◆ **Task objective**: Copy the entries below verbatim, starting at their very beginning and ending with the line that contains "160, 143, 182, 166", including that line. Leave the pictures out of your copy.

◆ **Material provided**:
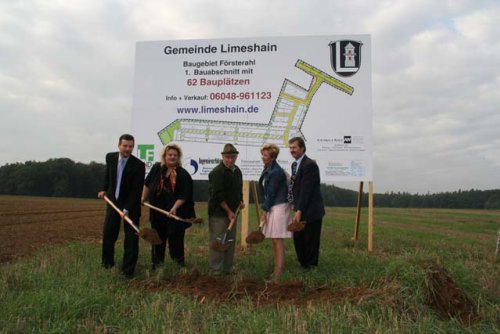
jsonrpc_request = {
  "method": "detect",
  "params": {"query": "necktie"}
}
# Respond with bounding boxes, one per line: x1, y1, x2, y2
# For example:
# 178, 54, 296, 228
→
288, 161, 297, 203
115, 159, 125, 199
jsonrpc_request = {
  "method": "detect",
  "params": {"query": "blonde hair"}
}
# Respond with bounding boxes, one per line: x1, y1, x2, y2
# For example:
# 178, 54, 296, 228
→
260, 144, 280, 159
160, 143, 182, 166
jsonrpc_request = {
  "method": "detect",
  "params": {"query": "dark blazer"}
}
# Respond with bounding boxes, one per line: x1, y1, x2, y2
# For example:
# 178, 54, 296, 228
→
292, 155, 325, 222
259, 160, 288, 211
102, 152, 146, 216
144, 162, 196, 227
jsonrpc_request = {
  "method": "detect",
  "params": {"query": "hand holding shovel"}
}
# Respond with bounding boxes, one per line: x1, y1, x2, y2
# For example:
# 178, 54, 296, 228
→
103, 196, 162, 245
287, 220, 306, 232
142, 202, 203, 224
210, 206, 240, 252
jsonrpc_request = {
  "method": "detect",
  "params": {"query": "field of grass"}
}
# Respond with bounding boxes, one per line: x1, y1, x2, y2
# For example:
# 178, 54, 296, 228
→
0, 199, 500, 333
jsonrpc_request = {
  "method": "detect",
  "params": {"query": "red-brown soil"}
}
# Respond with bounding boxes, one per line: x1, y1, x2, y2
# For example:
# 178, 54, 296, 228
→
0, 196, 105, 263
133, 270, 400, 307
426, 263, 477, 325
0, 196, 475, 323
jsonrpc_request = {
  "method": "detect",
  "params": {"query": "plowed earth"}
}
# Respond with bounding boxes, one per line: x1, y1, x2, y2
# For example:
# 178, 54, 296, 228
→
0, 196, 474, 323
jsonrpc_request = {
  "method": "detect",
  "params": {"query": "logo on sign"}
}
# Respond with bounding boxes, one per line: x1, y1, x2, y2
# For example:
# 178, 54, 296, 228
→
182, 158, 198, 175
137, 144, 155, 161
329, 40, 363, 77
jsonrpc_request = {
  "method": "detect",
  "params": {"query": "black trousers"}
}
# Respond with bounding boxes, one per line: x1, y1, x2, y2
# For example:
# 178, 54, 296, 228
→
102, 205, 140, 276
293, 219, 322, 268
151, 220, 186, 267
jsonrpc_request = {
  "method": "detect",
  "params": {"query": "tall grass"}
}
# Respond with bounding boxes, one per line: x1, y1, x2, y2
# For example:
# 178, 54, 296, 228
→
0, 207, 500, 333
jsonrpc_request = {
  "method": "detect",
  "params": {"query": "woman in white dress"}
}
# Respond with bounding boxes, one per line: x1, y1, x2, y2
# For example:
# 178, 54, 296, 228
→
259, 144, 292, 280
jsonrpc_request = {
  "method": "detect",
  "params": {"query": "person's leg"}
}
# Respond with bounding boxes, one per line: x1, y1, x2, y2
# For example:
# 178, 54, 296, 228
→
304, 220, 322, 267
122, 215, 140, 276
222, 222, 237, 274
102, 205, 121, 268
151, 219, 167, 269
168, 222, 185, 266
293, 230, 307, 267
272, 238, 285, 278
208, 216, 228, 275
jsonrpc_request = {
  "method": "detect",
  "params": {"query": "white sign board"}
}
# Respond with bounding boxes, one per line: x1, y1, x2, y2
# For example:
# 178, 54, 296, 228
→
132, 35, 372, 183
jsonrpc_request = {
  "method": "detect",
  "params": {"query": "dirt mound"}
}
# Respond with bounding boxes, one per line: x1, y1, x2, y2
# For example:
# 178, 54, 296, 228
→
134, 270, 397, 306
426, 263, 477, 325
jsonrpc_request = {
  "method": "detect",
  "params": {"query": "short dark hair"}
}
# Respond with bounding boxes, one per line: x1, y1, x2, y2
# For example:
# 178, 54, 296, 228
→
118, 133, 135, 145
288, 137, 306, 153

◆ **Exercise output**:
jsonrpc_request = {
  "method": "detect",
  "params": {"query": "necktie"}
}
# Respond with bounding boxes, one per line: x1, y1, x2, y2
# For example:
# 178, 54, 296, 228
→
288, 161, 297, 203
115, 159, 125, 199
jsonrpc_request = {
  "method": "detect",
  "params": {"query": "blonde hair"}
}
# Respond with bounding boxes, one per line: x1, y1, x2, y2
# For example:
# 178, 54, 296, 228
→
260, 144, 280, 159
160, 143, 182, 166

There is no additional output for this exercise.